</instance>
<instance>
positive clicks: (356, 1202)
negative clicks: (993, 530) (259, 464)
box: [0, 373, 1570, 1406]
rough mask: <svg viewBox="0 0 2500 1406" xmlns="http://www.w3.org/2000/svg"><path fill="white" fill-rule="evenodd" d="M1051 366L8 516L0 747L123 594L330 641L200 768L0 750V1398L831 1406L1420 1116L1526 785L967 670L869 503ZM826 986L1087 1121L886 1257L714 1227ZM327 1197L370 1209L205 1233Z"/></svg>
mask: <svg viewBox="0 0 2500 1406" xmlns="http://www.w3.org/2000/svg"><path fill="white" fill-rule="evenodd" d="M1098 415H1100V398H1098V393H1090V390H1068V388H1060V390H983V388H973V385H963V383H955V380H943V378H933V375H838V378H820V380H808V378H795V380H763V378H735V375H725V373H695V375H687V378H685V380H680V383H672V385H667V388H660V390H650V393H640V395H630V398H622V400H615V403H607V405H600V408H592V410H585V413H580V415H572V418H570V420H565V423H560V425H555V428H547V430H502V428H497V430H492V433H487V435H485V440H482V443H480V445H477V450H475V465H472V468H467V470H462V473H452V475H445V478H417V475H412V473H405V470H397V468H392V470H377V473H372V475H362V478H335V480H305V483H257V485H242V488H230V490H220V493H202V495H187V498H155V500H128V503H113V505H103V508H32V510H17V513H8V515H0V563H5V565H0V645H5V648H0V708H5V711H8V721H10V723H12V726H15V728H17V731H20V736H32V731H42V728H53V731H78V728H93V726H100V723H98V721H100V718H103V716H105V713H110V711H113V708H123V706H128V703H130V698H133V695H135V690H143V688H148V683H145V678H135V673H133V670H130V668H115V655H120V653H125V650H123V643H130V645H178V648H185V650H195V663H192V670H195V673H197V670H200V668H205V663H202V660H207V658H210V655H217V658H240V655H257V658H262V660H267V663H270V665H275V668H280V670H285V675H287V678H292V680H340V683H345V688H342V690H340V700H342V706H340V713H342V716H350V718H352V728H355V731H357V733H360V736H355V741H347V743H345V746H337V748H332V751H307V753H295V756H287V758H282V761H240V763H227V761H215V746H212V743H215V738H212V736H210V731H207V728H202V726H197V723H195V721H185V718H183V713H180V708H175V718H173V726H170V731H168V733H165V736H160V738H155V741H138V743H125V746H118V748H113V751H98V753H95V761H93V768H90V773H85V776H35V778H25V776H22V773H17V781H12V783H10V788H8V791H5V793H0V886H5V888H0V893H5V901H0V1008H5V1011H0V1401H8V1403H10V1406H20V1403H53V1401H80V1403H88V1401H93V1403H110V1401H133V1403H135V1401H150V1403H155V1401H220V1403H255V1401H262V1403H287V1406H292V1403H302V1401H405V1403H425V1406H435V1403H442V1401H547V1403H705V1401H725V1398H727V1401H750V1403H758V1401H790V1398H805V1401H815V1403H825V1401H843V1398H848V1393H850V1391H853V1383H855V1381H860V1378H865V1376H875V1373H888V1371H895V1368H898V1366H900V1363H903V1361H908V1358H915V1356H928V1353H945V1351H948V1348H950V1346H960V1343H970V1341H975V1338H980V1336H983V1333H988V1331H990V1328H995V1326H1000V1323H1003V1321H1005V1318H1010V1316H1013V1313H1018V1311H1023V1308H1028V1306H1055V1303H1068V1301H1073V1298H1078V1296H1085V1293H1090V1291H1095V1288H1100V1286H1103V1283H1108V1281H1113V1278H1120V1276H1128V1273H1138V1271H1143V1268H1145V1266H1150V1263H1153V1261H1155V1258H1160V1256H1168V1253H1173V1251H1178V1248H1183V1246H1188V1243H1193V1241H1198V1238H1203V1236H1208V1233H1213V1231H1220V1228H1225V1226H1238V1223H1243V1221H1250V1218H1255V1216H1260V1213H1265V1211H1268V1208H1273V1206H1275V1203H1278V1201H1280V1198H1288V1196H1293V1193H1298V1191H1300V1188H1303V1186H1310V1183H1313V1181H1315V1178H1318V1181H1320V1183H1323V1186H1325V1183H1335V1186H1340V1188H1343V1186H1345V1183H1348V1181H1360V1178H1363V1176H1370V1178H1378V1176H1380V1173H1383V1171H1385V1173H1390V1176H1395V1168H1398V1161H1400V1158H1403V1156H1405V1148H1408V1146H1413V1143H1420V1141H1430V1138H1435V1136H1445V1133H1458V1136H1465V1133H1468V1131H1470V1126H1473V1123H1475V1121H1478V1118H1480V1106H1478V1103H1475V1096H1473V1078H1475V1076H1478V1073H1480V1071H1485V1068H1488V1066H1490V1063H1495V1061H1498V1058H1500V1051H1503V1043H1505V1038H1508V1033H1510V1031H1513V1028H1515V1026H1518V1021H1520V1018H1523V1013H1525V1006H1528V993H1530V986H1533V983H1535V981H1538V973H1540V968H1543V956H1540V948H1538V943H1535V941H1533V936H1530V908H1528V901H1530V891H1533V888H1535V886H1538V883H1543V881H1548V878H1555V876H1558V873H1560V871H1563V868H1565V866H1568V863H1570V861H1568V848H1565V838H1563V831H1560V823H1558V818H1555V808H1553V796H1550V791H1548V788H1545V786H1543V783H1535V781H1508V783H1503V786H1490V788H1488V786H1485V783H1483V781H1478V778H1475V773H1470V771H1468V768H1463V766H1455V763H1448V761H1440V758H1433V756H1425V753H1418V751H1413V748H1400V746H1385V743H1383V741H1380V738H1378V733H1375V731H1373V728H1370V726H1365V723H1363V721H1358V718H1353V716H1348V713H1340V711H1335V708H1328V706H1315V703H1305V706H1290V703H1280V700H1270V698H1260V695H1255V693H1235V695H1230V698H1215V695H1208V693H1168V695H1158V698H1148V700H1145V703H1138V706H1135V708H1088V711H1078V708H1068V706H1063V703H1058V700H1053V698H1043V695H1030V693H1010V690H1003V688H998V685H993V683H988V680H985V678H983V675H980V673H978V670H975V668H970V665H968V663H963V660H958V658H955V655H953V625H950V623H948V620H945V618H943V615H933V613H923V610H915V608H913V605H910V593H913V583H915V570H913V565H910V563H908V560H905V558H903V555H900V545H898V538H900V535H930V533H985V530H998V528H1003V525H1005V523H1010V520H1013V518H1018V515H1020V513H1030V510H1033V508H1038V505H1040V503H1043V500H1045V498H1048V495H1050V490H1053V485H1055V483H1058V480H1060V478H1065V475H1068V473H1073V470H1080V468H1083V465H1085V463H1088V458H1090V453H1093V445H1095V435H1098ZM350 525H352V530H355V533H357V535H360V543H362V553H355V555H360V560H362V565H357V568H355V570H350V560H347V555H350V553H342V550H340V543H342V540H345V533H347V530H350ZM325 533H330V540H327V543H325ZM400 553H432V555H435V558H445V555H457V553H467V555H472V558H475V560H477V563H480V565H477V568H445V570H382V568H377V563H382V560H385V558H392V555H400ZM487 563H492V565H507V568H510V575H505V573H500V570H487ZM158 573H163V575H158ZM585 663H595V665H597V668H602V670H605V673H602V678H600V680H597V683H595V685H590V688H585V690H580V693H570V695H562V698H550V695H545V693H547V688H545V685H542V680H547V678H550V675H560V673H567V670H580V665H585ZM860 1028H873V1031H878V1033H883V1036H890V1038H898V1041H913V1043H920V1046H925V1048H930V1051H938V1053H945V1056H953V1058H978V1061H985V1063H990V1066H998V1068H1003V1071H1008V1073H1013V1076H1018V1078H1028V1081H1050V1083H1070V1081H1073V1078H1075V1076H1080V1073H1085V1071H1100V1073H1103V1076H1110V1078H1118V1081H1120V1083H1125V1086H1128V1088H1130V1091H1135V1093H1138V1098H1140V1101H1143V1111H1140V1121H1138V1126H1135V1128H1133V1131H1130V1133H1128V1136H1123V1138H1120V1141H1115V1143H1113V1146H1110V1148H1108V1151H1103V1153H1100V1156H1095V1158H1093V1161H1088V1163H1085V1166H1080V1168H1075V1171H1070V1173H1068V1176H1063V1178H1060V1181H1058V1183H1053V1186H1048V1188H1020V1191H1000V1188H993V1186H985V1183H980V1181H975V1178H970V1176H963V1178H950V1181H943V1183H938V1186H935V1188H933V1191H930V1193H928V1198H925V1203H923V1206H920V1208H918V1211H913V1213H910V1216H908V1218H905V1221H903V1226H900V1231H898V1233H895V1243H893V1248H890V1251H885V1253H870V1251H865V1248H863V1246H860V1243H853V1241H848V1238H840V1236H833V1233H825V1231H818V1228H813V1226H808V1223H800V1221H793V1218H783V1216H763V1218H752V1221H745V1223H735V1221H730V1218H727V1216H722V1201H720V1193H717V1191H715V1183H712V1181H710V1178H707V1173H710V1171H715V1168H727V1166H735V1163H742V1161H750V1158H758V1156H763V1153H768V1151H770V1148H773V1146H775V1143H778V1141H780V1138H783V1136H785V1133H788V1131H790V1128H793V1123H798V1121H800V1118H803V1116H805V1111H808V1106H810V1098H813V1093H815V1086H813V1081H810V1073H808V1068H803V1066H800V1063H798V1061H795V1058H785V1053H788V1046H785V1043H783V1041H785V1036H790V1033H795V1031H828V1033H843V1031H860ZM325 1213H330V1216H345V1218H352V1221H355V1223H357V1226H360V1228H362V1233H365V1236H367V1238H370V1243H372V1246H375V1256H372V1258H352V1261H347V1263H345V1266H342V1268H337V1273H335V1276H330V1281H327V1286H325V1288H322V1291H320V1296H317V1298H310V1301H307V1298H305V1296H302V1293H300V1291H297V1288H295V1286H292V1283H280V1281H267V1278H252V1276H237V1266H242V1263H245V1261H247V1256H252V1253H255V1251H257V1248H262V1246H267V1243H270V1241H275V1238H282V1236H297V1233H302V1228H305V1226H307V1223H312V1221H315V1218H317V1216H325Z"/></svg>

*EXERCISE DIRECTIONS*. Above is a listing; print exactly its lines from the one with "negative clicks: (993, 530) (259, 464)" through the one with "box: [0, 373, 1570, 1406]", and no other lines.

*ANSWER FOR THE TASK*.
negative clicks: (993, 530) (259, 464)
box: [0, 373, 1570, 1406]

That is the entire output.